▸ Source text
::::::::::
Molecular distinctions among ERBB2-overexpressing breast cancers
- SS Jeffrey1
© BioMed Central 2005
Published: 17 June 2005
HER2 or c-ERBB2/neu is a member of the epidermal growth factor receptor (EGFR) family and encodes a tyrosine kinase receptor. Overexpression of HER2 protein is generally attributable to gene amplification. HER2 is overexpressed in 20–30% of primary invasive breast carcinomas and in a greater proportion of in situ breast cancers. Invasive breast cancers that overexpress HER2 are generally higher stage, show lymph node positivity, and have higher S-phase. Moreover, they are often associated with poor prognosis, particularly in node-positive patients.
Microarray studies have subdivided breast cancers into several subtypes. HER2-overexpressing ER-negative tumors are generally classified within a single subtype denoted ERBB2-overexpressing. However, ER-positive HER2-overexpressing tumors are usually intermixed with other ER-positive tumors that do not show HER2 overexpression.
::::::::::
▸ Information supplied

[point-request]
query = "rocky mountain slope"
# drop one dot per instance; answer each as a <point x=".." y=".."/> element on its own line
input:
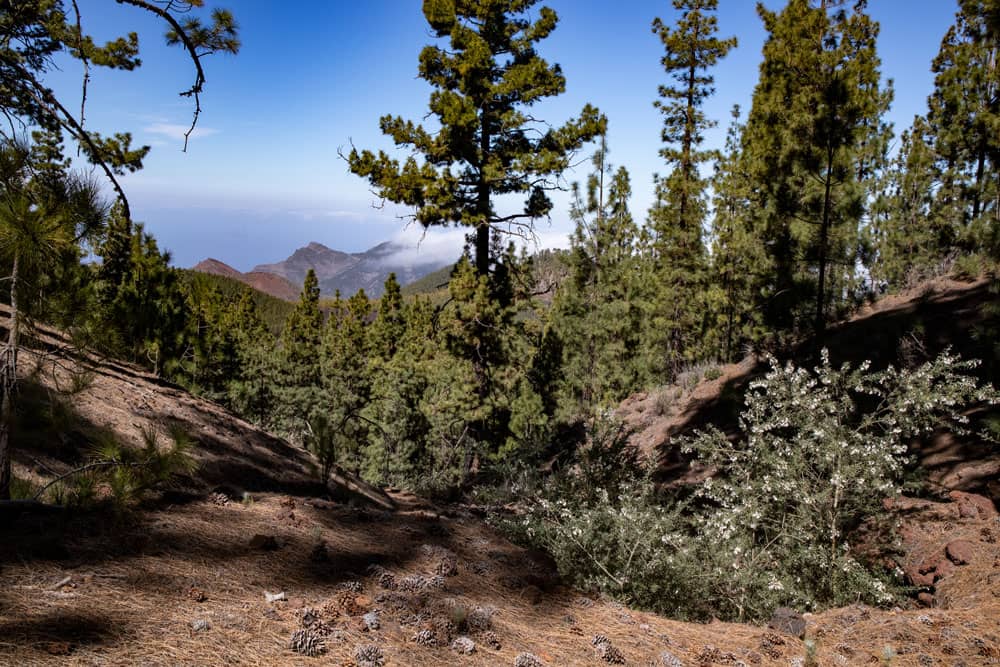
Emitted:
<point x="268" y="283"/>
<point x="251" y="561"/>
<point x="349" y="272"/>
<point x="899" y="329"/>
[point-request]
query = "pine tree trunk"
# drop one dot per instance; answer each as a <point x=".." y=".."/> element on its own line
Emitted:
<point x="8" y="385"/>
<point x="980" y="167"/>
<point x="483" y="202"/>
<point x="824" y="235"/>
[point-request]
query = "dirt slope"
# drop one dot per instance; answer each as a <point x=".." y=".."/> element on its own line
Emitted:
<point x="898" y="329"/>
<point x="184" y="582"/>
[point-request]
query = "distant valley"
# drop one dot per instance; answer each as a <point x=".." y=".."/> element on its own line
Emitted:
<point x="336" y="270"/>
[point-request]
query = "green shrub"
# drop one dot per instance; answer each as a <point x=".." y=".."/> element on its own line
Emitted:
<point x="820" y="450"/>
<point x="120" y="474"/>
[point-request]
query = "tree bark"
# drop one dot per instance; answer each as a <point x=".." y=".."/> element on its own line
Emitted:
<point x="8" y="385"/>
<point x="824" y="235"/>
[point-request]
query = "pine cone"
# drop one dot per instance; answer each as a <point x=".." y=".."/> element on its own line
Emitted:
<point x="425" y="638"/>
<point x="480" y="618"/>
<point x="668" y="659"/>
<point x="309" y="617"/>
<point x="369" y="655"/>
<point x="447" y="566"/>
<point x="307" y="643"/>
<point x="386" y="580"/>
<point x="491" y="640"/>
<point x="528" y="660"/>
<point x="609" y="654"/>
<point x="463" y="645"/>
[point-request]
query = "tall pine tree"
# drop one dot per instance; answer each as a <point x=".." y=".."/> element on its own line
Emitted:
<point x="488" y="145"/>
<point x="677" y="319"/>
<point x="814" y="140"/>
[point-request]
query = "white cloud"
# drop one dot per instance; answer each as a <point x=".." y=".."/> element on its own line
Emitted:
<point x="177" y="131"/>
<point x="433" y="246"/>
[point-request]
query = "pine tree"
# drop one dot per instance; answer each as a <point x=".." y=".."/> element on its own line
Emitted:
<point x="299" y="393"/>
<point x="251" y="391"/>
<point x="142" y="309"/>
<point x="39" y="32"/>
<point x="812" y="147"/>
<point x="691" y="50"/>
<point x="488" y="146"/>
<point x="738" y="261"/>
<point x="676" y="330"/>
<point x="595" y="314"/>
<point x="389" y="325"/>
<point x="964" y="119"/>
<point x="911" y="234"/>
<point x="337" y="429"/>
::::::::::
▸ Task requirements
A) According to the breast cancer text, what percentage of primary invasive breast carcinomas overexpress HER2?
B) Continue the breast cancer text from its final sentence.
The records can be set aside here.

▸ Numbered answers
A) 20–30%

B)
Our recent population-based study evaluating HER2 overexpression and hormone receptor status has unexpectedly found that the majority of HER2-overexpressing tumors are hormone receptor-positive and are more common than HER2-overexpressing ER-negative breast cancers. This implies that the ERBB2-overexpressing molecular subtype, which is associated with ER-negative status, only includes a minority of HER2-overexpressing tumors. We therefore studied gene expression patterns of HER2-overexpressing breast cancers and found several tumor subtypes with distinctive molecular signatures. These ERBB2-overexpressing subtypes spanned the range of hormone receptor status and highlighted different biological characteristics. Since the clinical course varies among patients with HER2-positive tumors, as does their response to targeted therapy, differences in global gene expression among HER2-overexpressing tumors could be important in distinguishing patients for the design and delivery of individualized targeted therapies.